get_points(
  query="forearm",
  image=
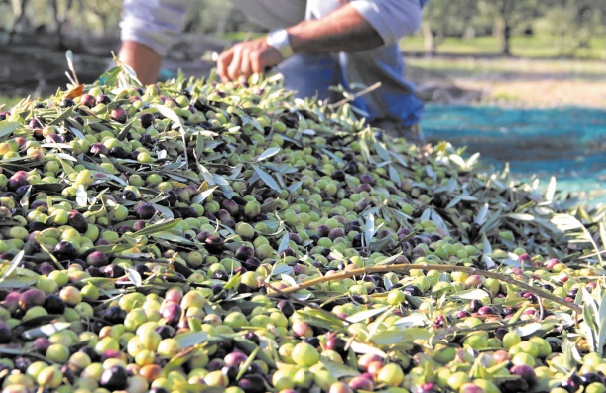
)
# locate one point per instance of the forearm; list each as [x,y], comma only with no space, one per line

- What is required -
Pull every line of the items above into your answer, copying each one character for character but leaving out the pictures.

- Written answer -
get_points(
  query="forearm",
  image=
)
# locate one point per instance of the forearm; list each as [x,y], comma only with no space, one per line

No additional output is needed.